# PASSAGE GIVEN start

Grieving for a loved one is very possibly the hardest thing you’ll ever have to do. Understand that it will take time and effort to heal, but you will heal if that is what you want. (Holding onto the past and your anguish is an option, but I certainly wouldn’t recommend it.) While time will be the biggest factor in helping you heal – and unfortunately the amount of time is different for everyone – there are techniques and tips you can use to help yourself find your center and your inner happiness again.
Remember, grieving is not about forgetting the person you’ve lost, but instead is about coming to terms with the reality of your loss.
1. Give yourself permission to grieve. Always remember that it’s okay to be sad about the fact that the person you love isn’t around anymore. Allow yourself the freedom to explore the full range of emotions that may come up such as sadness, anger, and even happiness at the memories of your life together.

# PASSAGE GIVEN end

» **OBJECTIVE**: Repeat word for word everything in the grieving passage from "Remember, grieving is" down to "your life together.".

# DATA ROWS start

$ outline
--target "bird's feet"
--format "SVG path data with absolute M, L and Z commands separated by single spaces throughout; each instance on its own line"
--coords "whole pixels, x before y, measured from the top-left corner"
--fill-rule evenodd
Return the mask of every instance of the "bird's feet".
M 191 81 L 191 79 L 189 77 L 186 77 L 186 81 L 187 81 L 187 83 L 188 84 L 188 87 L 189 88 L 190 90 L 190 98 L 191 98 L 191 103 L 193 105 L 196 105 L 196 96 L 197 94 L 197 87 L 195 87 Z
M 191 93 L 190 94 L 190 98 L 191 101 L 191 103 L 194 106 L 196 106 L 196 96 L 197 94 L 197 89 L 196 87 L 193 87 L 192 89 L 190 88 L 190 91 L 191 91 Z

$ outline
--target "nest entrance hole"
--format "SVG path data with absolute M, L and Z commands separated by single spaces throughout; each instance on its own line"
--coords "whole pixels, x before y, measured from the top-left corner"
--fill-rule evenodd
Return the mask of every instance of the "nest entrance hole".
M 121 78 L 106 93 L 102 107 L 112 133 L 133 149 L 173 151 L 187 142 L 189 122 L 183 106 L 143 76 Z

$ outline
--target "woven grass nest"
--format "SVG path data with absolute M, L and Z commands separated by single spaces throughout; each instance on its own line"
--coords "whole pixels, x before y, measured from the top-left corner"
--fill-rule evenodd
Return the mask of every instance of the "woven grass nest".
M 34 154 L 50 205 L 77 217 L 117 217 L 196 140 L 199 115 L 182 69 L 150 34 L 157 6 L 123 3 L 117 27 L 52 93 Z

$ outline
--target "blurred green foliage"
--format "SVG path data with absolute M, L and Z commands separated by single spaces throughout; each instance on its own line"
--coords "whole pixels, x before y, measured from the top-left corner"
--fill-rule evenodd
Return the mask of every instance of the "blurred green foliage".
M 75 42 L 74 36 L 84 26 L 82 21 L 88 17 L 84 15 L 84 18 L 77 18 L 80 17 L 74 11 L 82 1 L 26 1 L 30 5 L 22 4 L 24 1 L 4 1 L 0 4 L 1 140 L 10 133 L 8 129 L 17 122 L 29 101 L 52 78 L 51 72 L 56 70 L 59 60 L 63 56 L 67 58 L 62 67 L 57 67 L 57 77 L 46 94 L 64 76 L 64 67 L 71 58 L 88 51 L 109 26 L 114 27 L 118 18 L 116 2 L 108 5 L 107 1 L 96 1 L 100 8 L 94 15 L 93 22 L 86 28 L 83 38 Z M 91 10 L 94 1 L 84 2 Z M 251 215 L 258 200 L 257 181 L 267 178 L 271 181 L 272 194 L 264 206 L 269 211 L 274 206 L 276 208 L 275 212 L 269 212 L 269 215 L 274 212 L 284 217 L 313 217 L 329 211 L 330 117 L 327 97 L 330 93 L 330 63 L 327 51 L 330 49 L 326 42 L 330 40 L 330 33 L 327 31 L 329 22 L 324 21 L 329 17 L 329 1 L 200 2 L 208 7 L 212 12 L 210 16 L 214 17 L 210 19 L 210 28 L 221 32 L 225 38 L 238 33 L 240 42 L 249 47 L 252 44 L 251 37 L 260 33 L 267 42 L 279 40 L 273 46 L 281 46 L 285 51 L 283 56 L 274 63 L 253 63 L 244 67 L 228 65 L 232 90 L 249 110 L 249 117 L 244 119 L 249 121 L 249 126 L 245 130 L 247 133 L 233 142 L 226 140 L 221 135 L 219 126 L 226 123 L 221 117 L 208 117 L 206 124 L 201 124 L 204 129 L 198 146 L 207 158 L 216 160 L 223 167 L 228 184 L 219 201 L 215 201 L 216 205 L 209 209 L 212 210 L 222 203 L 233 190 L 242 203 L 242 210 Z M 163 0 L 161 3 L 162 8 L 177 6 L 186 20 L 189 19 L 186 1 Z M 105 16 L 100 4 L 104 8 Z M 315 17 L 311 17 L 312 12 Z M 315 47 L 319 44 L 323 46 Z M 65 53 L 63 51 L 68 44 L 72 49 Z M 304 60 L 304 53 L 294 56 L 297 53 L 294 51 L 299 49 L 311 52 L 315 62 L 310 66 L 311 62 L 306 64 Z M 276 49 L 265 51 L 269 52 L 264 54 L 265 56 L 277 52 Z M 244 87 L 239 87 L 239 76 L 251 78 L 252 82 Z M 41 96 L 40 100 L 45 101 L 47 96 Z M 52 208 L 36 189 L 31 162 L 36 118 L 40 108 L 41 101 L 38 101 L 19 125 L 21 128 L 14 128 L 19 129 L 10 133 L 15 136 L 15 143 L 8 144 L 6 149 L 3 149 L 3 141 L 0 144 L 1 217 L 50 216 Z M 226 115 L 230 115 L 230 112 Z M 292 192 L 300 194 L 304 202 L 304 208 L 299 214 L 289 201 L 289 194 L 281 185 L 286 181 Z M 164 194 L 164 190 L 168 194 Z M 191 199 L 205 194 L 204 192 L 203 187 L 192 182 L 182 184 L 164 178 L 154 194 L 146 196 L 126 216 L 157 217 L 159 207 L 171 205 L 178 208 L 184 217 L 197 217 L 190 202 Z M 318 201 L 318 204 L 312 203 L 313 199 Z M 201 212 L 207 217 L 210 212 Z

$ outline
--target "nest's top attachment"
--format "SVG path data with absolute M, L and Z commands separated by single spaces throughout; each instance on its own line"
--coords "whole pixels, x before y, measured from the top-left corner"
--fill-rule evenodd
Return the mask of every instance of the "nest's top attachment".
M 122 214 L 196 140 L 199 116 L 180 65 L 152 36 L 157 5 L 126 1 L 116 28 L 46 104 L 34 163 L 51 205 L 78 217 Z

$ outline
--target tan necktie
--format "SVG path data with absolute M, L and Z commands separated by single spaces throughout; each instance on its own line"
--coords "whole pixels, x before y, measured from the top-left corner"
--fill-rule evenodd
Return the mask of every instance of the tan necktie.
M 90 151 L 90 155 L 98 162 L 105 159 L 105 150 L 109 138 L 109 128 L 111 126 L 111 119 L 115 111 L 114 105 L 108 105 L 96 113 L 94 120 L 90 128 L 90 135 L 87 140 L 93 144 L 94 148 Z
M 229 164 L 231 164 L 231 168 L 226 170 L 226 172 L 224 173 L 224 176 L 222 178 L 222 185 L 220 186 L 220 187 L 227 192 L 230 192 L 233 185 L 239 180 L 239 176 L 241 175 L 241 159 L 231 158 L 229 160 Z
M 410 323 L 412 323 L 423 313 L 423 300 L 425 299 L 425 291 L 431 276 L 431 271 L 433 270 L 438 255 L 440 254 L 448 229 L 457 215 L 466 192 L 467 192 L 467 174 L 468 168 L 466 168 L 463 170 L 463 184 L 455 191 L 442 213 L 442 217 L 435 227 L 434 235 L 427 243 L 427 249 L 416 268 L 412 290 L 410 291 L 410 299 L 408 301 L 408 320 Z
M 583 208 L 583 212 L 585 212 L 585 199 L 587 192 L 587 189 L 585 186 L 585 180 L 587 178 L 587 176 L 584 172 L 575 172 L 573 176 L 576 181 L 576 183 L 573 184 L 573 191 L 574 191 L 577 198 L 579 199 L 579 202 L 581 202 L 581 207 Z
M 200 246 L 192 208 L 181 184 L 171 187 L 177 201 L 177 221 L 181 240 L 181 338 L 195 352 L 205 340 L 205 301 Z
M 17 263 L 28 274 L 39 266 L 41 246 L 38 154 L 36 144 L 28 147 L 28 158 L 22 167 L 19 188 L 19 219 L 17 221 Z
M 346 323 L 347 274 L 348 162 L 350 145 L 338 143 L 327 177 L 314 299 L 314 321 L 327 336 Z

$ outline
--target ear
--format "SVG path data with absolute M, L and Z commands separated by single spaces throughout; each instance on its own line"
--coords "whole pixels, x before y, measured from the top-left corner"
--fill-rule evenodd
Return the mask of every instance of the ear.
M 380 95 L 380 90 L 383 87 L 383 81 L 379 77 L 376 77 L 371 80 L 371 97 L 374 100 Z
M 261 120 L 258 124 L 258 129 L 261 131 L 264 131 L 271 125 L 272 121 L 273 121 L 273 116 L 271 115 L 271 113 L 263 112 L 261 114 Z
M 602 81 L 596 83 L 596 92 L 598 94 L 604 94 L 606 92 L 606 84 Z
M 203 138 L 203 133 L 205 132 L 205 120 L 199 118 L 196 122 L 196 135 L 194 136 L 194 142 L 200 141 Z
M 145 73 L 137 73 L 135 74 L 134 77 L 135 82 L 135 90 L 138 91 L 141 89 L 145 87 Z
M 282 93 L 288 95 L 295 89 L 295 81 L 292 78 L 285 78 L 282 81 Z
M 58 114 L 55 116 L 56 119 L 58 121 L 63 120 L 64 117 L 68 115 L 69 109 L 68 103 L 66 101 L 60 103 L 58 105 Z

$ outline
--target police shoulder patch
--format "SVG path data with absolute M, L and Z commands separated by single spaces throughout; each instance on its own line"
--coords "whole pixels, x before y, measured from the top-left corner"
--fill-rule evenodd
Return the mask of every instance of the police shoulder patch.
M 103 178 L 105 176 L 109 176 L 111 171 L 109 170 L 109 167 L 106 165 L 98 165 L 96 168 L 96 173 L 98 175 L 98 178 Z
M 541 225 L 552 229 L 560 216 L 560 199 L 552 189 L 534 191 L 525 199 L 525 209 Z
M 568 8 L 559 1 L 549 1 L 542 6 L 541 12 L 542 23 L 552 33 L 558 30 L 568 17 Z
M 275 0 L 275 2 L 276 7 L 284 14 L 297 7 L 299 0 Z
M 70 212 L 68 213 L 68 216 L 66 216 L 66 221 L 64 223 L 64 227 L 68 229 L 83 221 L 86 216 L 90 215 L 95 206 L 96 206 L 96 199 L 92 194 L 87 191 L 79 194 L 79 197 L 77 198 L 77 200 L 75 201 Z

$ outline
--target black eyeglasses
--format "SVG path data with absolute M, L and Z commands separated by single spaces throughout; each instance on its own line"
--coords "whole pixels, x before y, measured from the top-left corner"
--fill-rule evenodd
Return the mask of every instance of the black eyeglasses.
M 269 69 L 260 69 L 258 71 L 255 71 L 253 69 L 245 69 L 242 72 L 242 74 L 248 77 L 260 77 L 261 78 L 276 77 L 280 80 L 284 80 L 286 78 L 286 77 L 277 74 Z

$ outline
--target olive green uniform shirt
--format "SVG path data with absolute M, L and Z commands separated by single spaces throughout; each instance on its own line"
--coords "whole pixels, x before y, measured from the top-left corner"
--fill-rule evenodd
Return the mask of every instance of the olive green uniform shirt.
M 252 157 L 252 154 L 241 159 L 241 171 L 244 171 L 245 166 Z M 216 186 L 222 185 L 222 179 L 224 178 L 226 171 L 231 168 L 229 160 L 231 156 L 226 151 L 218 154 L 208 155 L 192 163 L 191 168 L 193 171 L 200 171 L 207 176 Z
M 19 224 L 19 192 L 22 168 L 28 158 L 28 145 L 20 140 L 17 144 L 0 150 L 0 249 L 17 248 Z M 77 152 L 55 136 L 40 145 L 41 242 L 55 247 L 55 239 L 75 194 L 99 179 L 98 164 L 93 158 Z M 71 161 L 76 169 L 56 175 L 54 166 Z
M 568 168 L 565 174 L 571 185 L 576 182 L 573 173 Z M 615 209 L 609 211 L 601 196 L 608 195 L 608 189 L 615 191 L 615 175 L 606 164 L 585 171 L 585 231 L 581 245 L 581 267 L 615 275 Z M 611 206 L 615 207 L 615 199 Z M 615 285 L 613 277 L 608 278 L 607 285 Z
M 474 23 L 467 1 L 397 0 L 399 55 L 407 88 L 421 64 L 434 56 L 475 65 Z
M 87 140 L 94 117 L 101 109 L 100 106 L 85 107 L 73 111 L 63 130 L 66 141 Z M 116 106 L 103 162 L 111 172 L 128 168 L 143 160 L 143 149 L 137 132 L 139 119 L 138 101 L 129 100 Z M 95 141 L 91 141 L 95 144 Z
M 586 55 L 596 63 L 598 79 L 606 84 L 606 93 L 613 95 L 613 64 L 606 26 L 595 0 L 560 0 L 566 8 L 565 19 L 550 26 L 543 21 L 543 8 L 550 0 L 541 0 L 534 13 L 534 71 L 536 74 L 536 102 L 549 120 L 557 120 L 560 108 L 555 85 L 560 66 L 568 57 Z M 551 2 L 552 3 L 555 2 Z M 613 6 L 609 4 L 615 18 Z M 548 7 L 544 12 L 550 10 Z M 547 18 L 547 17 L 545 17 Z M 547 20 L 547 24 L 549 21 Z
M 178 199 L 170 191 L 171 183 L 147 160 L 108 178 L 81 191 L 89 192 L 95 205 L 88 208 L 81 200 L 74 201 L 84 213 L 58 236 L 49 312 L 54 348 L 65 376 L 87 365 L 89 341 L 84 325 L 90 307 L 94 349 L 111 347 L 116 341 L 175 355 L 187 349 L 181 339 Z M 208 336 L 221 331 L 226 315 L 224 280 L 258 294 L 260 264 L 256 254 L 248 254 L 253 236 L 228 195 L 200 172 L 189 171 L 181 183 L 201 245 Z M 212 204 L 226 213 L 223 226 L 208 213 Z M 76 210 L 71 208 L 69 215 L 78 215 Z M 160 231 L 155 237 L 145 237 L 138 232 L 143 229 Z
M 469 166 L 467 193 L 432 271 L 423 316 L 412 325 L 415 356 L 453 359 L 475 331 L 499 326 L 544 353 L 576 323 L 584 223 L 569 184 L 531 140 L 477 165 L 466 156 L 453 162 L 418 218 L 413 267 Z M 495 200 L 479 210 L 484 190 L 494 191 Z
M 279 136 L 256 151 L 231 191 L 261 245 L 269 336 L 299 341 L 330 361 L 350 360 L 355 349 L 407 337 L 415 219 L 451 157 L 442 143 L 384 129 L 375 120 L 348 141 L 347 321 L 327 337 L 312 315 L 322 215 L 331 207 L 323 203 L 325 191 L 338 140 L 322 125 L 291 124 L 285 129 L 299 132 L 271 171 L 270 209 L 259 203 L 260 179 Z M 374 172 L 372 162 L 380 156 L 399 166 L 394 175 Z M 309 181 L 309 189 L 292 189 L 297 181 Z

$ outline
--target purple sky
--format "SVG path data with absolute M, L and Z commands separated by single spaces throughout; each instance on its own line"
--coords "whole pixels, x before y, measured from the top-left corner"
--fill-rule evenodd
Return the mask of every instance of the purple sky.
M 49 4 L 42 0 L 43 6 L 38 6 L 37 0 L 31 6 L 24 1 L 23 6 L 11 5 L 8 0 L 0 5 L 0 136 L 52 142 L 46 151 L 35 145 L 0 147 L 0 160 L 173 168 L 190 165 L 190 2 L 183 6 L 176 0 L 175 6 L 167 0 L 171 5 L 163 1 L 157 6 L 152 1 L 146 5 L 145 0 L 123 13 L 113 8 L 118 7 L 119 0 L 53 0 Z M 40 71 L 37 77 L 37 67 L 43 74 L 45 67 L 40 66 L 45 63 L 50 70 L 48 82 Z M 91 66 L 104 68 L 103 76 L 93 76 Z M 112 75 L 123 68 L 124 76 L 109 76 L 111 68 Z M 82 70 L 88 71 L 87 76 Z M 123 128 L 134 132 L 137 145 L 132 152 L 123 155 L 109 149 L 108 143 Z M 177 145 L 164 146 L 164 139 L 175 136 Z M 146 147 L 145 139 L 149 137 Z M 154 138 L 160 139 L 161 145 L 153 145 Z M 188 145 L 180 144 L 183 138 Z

# DATA ROWS end

» **FINISHED EXERCISE**:
Remember, grieving is not about forgetting the person you’ve lost, but instead is about coming to terms with the reality of your loss.
1. Give yourself permission to grieve. Always remember that it’s okay to be sad about the fact that the person you love isn’t around anymore. Allow yourself the freedom to explore the full range of emotions that may come up such as sadness, anger, and even happiness at the memories of your life together.